Please substitute "mark" for "pick out" in the records from the line with "Question: locate the green leaf" through the end of the records, and give those lines again with nothing else changed.

#####

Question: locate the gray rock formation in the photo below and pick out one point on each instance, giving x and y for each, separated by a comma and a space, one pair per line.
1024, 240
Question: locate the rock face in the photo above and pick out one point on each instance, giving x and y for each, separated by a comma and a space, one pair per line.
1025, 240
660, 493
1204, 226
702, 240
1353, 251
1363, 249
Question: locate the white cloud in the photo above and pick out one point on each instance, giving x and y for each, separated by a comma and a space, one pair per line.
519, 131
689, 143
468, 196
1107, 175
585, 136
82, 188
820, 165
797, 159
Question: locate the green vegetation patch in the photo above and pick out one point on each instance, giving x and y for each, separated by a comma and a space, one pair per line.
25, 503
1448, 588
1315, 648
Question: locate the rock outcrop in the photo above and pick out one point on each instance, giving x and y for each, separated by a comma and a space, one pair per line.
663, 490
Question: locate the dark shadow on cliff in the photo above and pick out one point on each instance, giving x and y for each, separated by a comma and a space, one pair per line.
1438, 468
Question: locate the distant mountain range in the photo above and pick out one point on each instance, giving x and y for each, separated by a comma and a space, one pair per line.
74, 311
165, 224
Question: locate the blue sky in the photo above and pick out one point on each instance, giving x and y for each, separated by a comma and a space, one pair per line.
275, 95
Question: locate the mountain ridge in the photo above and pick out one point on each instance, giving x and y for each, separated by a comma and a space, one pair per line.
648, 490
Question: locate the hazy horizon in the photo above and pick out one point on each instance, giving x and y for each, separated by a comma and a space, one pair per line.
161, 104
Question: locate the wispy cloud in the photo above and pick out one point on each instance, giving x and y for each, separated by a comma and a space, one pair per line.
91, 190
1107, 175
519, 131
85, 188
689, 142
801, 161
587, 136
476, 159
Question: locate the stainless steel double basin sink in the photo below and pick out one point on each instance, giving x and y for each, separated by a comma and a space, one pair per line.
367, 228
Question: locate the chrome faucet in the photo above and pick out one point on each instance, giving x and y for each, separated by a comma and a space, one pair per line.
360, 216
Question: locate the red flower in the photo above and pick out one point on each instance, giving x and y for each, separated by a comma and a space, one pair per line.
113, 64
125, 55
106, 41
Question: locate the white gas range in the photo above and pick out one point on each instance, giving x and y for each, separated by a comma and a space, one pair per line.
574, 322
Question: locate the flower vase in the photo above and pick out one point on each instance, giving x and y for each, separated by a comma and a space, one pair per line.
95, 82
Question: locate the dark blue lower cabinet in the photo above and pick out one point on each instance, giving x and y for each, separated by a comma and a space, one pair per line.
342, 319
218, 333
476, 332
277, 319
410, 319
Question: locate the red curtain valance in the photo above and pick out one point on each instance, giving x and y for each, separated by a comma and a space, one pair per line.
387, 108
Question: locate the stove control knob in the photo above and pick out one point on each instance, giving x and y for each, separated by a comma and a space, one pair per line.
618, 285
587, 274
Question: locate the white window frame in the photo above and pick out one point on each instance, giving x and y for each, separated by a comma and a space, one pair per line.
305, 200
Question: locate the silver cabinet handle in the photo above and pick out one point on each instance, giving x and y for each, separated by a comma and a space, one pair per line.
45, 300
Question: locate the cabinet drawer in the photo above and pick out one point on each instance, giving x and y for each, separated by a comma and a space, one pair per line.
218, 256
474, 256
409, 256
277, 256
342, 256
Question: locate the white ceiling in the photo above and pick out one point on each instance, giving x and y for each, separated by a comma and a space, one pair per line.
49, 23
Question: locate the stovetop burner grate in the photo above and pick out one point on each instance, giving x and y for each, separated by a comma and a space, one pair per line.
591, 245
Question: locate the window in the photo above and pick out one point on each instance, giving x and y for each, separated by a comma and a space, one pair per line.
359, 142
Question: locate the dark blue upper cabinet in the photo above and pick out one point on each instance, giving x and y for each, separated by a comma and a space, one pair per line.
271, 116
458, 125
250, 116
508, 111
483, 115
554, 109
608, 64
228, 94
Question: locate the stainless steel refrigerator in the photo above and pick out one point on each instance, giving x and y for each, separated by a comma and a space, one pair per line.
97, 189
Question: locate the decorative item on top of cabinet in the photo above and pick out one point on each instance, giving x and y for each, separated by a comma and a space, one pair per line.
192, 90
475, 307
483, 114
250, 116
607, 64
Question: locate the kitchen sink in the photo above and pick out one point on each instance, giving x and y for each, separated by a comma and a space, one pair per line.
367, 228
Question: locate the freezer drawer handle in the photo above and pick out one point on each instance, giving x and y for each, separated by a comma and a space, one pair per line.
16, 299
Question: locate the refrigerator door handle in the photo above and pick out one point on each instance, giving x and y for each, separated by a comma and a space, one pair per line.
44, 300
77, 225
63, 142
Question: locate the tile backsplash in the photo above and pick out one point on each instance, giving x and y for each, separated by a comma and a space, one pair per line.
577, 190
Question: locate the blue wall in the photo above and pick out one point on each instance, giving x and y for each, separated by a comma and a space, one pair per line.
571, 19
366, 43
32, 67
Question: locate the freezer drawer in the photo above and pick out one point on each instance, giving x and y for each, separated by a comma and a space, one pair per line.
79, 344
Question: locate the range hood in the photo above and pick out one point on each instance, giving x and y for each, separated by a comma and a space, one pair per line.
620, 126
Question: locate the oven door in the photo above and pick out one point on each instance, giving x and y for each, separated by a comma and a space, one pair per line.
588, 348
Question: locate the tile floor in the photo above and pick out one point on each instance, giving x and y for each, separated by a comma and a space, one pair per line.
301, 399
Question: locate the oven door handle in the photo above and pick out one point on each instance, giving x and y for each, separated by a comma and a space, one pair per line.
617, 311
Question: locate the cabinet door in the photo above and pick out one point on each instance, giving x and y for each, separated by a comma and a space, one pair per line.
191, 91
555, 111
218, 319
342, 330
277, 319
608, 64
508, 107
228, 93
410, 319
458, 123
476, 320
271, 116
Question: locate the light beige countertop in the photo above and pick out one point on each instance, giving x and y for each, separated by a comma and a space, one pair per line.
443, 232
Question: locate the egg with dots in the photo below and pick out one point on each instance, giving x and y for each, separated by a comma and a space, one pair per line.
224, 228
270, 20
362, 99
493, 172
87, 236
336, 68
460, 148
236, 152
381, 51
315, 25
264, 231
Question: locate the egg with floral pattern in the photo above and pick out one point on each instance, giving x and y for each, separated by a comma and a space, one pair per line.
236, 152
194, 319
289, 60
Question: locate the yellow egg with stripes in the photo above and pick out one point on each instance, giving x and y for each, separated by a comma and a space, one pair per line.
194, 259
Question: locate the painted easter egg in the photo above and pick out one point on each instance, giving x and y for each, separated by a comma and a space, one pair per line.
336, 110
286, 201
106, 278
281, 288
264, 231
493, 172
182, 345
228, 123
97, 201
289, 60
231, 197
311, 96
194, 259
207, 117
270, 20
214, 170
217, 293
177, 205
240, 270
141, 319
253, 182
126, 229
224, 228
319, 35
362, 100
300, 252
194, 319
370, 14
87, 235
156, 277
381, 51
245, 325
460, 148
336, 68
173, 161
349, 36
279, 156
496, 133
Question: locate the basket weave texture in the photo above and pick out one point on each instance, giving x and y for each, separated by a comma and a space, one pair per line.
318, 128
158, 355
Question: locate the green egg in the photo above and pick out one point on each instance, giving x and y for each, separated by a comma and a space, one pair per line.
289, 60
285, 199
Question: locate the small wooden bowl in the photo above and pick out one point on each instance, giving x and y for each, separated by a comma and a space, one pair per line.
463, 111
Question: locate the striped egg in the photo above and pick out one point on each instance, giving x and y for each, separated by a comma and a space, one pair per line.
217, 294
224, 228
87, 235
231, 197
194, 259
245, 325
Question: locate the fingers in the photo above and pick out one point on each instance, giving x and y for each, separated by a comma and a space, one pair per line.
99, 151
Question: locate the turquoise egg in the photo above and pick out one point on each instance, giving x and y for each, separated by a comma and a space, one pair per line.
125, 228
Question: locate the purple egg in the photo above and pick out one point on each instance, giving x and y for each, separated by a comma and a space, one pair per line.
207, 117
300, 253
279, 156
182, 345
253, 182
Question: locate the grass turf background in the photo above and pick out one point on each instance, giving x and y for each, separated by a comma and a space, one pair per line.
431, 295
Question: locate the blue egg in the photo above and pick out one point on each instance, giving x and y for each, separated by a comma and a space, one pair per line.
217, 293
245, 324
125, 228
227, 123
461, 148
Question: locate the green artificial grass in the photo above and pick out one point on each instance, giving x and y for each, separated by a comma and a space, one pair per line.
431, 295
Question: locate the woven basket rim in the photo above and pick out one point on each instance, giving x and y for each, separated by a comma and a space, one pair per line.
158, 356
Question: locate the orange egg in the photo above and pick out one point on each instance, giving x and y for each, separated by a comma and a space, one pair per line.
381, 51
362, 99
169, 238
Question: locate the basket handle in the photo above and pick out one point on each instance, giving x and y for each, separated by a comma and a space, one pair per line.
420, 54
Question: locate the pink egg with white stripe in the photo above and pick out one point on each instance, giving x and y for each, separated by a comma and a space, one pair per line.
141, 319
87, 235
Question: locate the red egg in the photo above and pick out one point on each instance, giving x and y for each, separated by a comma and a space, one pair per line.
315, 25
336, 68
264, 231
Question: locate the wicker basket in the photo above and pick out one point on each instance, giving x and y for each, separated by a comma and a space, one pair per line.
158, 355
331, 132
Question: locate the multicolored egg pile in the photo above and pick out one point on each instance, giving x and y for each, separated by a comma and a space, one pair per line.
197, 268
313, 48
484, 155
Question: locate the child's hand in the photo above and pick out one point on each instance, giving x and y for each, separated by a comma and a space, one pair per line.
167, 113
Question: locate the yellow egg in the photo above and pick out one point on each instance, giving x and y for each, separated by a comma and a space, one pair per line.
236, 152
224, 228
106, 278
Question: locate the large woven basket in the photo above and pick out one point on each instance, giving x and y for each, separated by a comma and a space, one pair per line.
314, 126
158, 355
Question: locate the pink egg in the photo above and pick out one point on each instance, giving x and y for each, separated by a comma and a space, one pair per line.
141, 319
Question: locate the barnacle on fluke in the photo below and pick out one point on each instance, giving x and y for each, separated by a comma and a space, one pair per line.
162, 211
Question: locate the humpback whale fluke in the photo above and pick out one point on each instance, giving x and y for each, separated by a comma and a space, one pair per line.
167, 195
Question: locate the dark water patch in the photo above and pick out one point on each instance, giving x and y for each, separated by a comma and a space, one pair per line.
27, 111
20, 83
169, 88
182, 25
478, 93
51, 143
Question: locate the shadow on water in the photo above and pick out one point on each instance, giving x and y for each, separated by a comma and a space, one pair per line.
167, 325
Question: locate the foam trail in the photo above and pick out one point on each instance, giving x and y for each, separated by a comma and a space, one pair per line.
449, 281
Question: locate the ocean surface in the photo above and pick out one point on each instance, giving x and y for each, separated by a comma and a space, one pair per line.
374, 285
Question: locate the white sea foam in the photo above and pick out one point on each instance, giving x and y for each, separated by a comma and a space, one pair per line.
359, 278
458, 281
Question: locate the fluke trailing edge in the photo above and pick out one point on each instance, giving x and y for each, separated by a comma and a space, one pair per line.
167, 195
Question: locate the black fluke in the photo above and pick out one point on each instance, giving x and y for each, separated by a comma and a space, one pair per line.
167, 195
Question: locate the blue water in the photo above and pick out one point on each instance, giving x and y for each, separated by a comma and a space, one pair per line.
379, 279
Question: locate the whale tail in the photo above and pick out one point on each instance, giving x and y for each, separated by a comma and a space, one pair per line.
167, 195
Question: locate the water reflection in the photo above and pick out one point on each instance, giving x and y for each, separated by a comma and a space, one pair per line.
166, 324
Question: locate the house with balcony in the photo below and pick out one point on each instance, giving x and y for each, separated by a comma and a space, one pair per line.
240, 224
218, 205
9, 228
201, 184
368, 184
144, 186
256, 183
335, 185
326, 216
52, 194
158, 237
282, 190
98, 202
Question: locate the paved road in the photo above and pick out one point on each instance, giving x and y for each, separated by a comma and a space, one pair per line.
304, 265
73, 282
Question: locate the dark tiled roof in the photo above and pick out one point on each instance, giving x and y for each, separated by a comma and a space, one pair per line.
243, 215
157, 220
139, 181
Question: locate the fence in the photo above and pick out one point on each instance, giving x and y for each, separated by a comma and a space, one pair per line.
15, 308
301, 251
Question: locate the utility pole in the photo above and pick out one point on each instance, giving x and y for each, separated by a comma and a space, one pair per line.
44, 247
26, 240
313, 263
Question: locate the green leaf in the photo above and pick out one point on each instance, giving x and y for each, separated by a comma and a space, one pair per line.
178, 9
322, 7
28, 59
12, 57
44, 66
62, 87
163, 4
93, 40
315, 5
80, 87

#####

• _Final answer_
Question: locate the green leaf in the photo above and mark one point on each instance, giving x and y for each, separated by a comma and a space, one pair per line.
178, 9
322, 7
28, 59
12, 57
44, 66
62, 87
163, 4
93, 40
315, 5
80, 87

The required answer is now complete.